### TEXTO PROPORCIONADO
Texto de la Directora | Director's Note
Llegué a vivir a una vieja casa del centro de Guadalajara cuando tenía 21 años. Un cuarto barato en una casona derruida que compartiría con otros jóvenes me resultó muy atractivo cuando la oportunidad de mudarme se presentó. Hasta un par de gatos venían incluidos, y siempre me gustaron los gatos. Entonces, no imaginaba que, al salir de ahí, cinco años después, sería una persona muy distinta, y que tantas convicciones con que había llegado, se vendrían abajo al enfrentar otras realidades.
Ya entonces, la casa se caía a pedazos. El apego de los inquilinos no fue suficiente para mantener el lugar que, tras varias generaciones, dejó de significar para los propietarios, en una ciudad donde un viejo barrio pintoresco y su historia no son importantes. Pero para quienes recientemente la habitamos, los pequeños relieves, una vez un lujo, las viejas y rotas lozas, una fecha lejana en la fachada -1927-, están impresas en la memoria como el escenario que nos vio convertirnos en adultos. Adolescentes tardíos todos, radicalmente distintos unos de otros, nuestra educación sentimental quedó enmarcada entre las múltiples y opuestas habitaciones, los patios y la azotea de la calle Hospital número 721, El Santuario, Centro, Guadalajara.

### ENTRADAS DE DATOS
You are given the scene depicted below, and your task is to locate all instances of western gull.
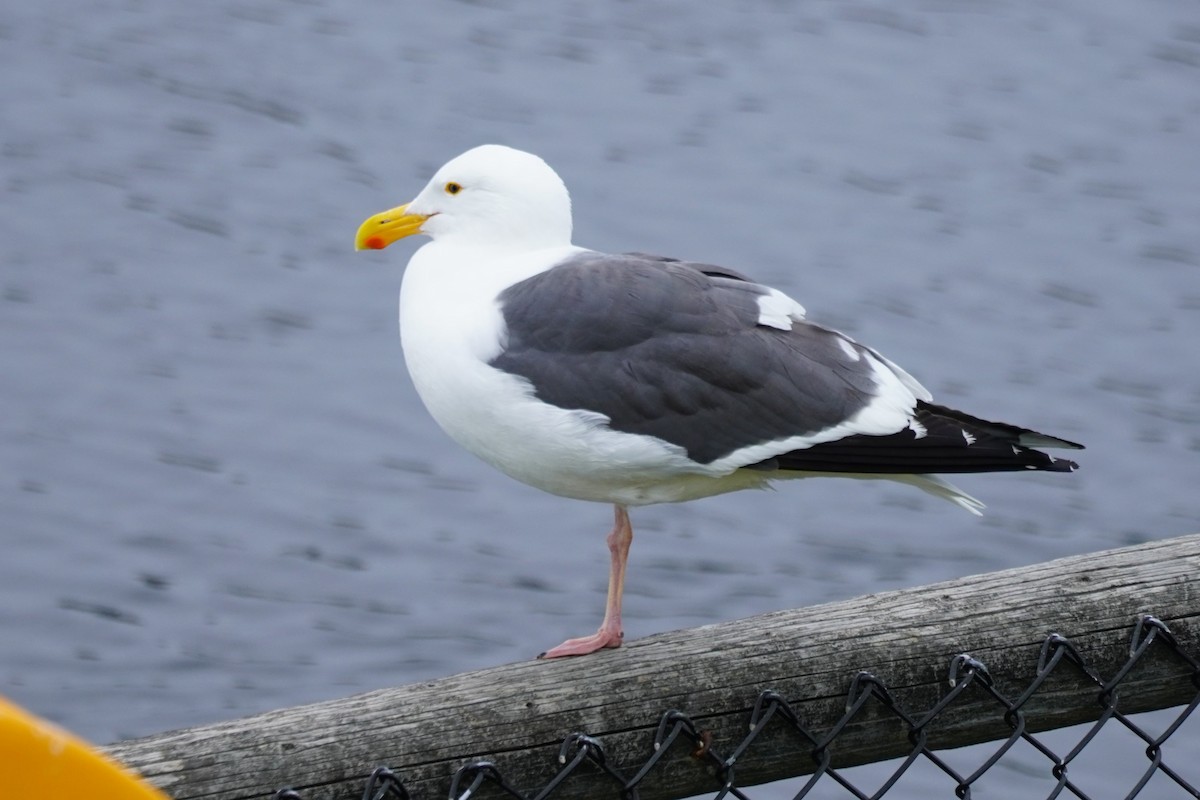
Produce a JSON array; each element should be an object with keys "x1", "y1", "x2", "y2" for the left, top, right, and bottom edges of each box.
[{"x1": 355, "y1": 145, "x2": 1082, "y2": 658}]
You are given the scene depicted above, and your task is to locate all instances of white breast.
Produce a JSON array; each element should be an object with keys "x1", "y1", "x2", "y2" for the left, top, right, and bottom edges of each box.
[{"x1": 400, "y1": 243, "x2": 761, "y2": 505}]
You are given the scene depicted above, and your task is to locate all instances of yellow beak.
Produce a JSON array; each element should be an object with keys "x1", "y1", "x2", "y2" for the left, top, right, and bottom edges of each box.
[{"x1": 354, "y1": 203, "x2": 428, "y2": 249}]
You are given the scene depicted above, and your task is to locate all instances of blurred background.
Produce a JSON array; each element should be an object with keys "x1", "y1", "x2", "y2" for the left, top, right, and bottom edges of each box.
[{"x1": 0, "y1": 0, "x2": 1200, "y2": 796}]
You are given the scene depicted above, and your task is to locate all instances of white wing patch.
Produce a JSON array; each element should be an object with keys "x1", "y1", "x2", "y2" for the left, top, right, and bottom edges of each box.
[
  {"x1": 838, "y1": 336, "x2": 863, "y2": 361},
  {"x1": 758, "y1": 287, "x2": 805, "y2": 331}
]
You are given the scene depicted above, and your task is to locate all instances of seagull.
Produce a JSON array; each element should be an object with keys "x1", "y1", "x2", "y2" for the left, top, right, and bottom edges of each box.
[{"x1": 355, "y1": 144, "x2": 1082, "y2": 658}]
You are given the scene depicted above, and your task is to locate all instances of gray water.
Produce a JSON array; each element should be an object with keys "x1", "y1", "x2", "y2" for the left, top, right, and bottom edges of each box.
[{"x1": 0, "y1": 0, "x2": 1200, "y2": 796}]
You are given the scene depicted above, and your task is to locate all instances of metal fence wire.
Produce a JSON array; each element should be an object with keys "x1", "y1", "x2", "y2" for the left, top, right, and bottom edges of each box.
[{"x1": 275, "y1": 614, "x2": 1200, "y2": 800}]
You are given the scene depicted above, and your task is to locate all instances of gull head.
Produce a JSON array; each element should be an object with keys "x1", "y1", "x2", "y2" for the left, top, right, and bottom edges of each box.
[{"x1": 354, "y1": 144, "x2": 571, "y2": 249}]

==

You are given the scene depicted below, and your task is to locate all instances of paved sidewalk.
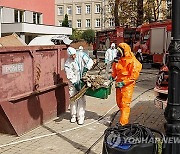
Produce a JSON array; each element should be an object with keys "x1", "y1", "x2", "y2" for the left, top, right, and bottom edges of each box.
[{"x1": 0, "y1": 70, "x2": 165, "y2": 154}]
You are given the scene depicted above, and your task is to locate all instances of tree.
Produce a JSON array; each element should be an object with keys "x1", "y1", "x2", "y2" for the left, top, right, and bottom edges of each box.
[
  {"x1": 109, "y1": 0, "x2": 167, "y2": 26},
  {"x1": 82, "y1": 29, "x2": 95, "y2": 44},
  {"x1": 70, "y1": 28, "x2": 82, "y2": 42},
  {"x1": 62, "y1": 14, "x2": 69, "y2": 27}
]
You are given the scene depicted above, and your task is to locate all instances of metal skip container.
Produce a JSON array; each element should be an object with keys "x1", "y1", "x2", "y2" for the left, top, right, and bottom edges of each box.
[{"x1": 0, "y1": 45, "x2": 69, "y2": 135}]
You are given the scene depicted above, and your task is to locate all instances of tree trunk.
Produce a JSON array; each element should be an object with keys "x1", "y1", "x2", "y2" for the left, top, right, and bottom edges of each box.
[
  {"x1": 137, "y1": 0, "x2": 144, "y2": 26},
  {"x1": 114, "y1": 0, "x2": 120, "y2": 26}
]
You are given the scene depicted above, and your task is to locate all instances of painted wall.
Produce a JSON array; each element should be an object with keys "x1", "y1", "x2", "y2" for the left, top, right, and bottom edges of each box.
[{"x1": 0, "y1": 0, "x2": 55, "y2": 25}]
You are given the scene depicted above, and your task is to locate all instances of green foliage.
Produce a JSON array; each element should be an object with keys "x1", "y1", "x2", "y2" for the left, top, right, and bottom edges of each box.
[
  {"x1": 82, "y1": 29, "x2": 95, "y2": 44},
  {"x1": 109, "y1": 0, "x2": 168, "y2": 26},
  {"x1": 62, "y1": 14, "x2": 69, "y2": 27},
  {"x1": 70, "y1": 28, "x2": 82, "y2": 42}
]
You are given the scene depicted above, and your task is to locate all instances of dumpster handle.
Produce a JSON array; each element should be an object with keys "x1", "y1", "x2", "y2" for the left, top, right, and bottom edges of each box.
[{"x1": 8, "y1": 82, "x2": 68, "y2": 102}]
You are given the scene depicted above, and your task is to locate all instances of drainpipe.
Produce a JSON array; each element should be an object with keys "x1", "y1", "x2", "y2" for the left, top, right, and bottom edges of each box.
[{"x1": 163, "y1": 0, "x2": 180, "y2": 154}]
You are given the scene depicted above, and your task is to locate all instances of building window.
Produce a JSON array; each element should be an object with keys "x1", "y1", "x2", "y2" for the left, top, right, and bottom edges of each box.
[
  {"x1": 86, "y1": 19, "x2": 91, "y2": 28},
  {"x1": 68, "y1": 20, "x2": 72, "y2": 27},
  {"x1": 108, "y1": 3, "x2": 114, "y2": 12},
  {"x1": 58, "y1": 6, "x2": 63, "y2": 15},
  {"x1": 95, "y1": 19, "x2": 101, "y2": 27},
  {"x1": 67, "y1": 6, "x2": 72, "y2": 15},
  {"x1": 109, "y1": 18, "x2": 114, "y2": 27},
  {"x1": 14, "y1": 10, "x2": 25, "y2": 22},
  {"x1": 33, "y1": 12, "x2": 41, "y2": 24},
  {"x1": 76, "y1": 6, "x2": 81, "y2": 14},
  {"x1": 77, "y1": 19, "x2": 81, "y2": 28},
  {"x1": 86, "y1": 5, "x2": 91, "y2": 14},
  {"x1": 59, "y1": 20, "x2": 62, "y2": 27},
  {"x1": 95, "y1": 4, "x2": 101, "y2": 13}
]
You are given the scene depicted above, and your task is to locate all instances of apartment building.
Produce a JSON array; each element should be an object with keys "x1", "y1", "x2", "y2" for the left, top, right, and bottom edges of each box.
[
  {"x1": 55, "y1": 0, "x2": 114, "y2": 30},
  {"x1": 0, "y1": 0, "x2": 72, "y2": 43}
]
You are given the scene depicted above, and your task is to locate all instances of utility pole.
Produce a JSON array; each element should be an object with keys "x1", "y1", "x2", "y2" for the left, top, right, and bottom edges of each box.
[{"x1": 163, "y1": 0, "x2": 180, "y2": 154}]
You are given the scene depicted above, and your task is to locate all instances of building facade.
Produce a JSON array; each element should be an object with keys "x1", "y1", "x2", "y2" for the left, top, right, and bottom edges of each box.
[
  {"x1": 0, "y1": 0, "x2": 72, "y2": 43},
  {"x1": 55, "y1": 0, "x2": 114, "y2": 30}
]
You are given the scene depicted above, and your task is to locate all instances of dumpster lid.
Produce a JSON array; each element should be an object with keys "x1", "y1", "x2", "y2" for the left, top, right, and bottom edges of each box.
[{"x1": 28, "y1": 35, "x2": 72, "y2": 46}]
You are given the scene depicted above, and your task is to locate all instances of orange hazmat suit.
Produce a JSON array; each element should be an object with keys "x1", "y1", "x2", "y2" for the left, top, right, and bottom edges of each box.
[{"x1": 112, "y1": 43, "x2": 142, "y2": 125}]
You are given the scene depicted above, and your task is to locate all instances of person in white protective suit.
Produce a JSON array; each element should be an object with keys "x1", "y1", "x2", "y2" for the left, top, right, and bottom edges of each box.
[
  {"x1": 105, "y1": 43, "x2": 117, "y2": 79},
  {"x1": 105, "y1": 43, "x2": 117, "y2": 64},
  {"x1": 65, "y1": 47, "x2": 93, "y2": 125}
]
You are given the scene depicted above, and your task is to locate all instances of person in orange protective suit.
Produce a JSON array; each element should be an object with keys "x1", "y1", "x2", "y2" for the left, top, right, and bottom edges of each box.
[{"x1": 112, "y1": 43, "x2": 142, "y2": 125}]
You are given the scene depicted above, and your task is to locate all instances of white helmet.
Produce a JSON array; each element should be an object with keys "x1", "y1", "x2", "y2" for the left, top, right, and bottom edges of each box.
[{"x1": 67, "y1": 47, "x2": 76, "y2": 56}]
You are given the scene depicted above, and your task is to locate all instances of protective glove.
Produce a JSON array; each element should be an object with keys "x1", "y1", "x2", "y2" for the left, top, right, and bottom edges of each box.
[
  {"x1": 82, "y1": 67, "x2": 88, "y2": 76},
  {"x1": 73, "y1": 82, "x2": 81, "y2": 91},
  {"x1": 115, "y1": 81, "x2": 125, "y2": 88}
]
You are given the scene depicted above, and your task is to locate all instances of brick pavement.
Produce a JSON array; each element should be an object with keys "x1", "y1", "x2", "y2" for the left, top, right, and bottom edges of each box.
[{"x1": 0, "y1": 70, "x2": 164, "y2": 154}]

### SOBRE EL EJERCICIO
Reproduce completo, sin ninguna alteración, el texto proporcionado sobre la vieja casa del centro de Guadalajara.

### RESPUESTA ESCRITA
Texto de la Directora | Director's Note
Llegué a vivir a una vieja casa del centro de Guadalajara cuando tenía 21 años. Un cuarto barato en una casona derruida que compartiría con otros jóvenes me resultó muy atractivo cuando la oportunidad de mudarme se presentó. Hasta un par de gatos venían incluidos, y siempre me gustaron los gatos. Entonces, no imaginaba que, al salir de ahí, cinco años después, sería una persona muy distinta, y que tantas convicciones con que había llegado, se vendrían abajo al enfrentar otras realidades.
Ya entonces, la casa se caía a pedazos. El apego de los inquilinos no fue suficiente para mantener el lugar que, tras varias generaciones, dejó de significar para los propietarios, en una ciudad donde un viejo barrio pintoresco y su historia no son importantes. Pero para quienes recientemente la habitamos, los pequeños relieves, una vez un lujo, las viejas y rotas lozas, una fecha lejana en la fachada -1927-, están impresas en la memoria como el escenario que nos vio convertirnos en adultos. Adolescentes tardíos todos, radicalmente distintos unos de otros, nuestra educación sentimental quedó enmarcada entre las múltiples y opuestas habitaciones, los patios y la azotea de la calle Hospital número 721, El Santuario, Centro, Guadalajara.